Extract the passage from the forum thread on rationalizing a denominator, starting at "To rationalize the" and ending at "y² = (x+y)(x-y)".

▶ _TEXT SHOWN_
───

Question

rationalise the denominator.....please answer this question with full process

Answer 1

Mark this answer as brainliest answer

Answer 2

Hey friend, Harish here.

Here is your answer:

To Rationalize:

[tex] \frac{b^{2}}{ \sqrt{a^{2}+b^{2}} + a } [/tex]

Solution:

To rationalize the denominator we must multiply and divide the number by the conjugate of the denominator.

$The\ Conjugate\ is \ (\sqrt{a^{2}+ b^{2}} - a)$

Then,

$\frac{b^{2}}{ \sqrt{a^{2}+b^{2}} + a } \times \frac{\sqrt{a^{2}+b^{2}} - a}{\sqrt{a^{2}+b^{2}} - a}$

⇒ $\frac{b^{2}(\sqrt{a^{2}+b^{2}} - a)}{(\sqrt{a^{2}+b^{2}} + a)(\sqrt{a^{2}+b^{2}} - a)}$

We know that, x² - y² = (x+y)(x-y)

───

▶ _DATA SEGMENT_
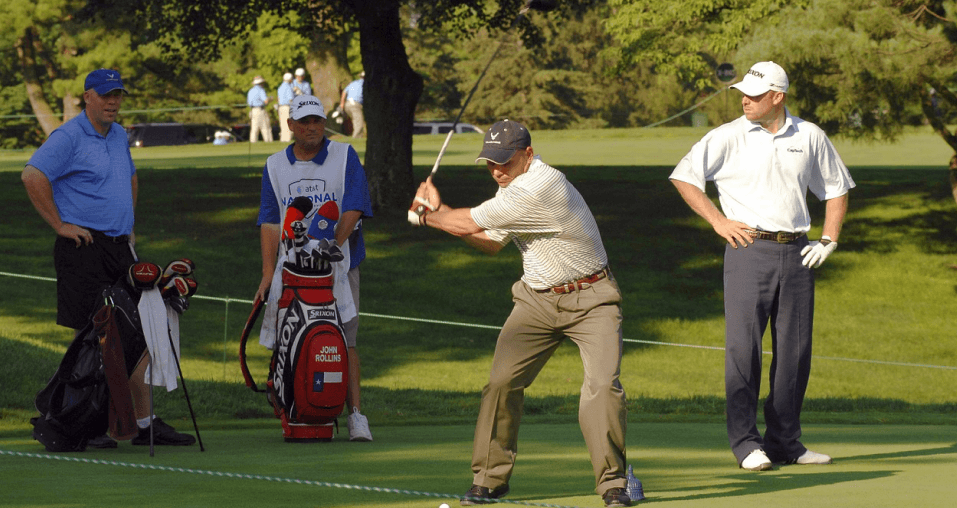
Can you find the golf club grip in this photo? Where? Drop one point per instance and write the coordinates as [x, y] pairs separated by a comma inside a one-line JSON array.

───

▶ _EXERCISE OUTPUT_
To rationalize the denominator we must multiply and divide the number by the conjugate of the denominator.

$The\ Conjugate\ is \ (\sqrt{a^{2}+ b^{2}} - a)$

Then,

$\frac{b^{2}}{ \sqrt{a^{2}+b^{2}} + a } \times \frac{\sqrt{a^{2}+b^{2}} - a}{\sqrt{a^{2}+b^{2}} - a}$

⇒ $\frac{b^{2}(\sqrt{a^{2}+b^{2}} - a)}{(\sqrt{a^{2}+b^{2}} + a)(\sqrt{a^{2}+b^{2}} - a)}$

We know that, x² - y² = (x+y)(x-y)